§ TEXTO DE LECTURA
---------------

El silbido con que el semáforo acompaña la señal verde que
permite cruzar al peatón me recuerda al de un hombre que llama a un perro. El
semáforo nos silba y nosotros cruzamos, solícitos, la carretera, apretando el
paso como si al otro lado nos esperase una golosina. El semáforo es nuestro
amo, y seguimos sus órdenes sin cuestionar ni por un momento su oportunidad.
Nos dice “Venid, bonitos, venid” y allá que vamos, sin detenernos un momento
para mirarnos y decir “Eh, pero ¿qué es esto?”. Somos el perro de Pavlov de la Dirección General
de Tráfico, que hace con nuestros cuerpos lo que quiere. Títeres. Usted es un
títere, señora, un muñeco articulado que se juega una fractura de cadera al
correr sobre el asfalto mojado cada vez que una máquina con luces de colores se
lo ordena. Su caso es comprensible porque la última vez que oyó un silbido humano
por la calle tenía treinta años y de eso hace otros tantos, y la nostalgia y el
querer volver a ser lo que uno fue son dos estímulos poderosos que a veces nublan
la razón, pero ¿yo? Yo cruzo aún más rápido, con toda la velocidad que me
permiten mis jóvenes piernas, hacia el semáforo exigente. Aquí estamos los dos,
pasando del trote al galope porque el semáforo se impacienta y empieza a meter
ruido del bueno. No es una carrera entre ambos, sino una prueba contra nosotros
mismos y una cuestión personal con algo que no es una persona: corremos porque
no podemos decepcionar a ese autoritario y callejero mueble, a quien le basta
con silbar para conseguir que obedezcamos, cuando a un guardia urbano de los de
siempre se le exigían también gestos y profusión de manoteos. Da la impresión
de que respetamos más a un montón de hierros y de cables que a un padre de
familia que llevaba porra y estaba autorizado para arrearnos con la misma, de
cintura para abajo, a la primera salida de tiesto, y el reflexionar sobre ello
nos puede ayudar a entender a qué incomprensible punto de degeneración están
llegando las cosas.

---------------

§ DATOS PROPORCIONADOS
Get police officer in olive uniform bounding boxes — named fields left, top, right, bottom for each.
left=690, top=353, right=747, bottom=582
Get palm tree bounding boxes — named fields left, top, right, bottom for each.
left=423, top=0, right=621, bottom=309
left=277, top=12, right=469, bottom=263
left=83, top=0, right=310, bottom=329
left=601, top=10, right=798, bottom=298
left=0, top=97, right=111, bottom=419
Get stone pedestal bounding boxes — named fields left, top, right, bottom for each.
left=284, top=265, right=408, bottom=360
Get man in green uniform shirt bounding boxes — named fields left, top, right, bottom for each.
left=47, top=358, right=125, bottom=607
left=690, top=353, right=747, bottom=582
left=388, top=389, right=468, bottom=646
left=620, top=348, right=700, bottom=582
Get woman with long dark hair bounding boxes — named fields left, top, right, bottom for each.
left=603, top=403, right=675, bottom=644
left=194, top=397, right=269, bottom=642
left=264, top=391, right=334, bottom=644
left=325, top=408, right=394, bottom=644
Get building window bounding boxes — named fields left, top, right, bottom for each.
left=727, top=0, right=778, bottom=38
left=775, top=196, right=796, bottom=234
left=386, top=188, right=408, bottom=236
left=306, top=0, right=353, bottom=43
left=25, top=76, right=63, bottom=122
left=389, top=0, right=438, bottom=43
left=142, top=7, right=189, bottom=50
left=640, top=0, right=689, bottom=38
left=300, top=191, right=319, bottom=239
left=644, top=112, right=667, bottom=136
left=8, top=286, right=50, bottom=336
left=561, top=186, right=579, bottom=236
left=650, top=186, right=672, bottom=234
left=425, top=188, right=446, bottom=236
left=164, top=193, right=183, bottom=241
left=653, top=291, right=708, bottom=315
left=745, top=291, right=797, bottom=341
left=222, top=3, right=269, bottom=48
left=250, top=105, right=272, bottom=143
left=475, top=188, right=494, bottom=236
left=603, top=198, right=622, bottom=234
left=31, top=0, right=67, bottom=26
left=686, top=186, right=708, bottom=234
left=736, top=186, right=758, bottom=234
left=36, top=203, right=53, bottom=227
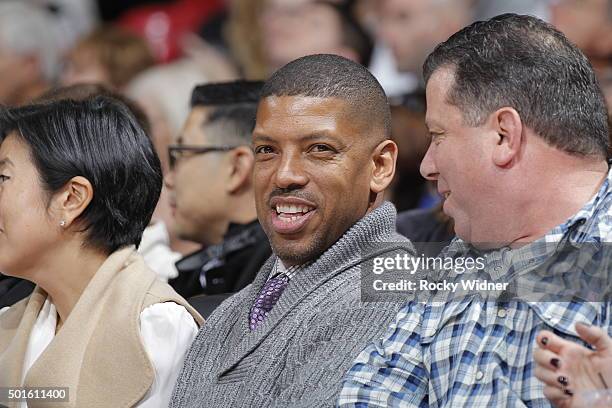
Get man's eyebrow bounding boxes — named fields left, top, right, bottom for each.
left=300, top=131, right=343, bottom=143
left=253, top=131, right=343, bottom=143
left=253, top=135, right=274, bottom=143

---------------

§ TAREA
En el texto sobre el semáforo, ¿a qué se parece el silbido que acompaña la señal verde para el peatón?

§ RESPUESTA
Al silbido de un hombre que llama a un perro.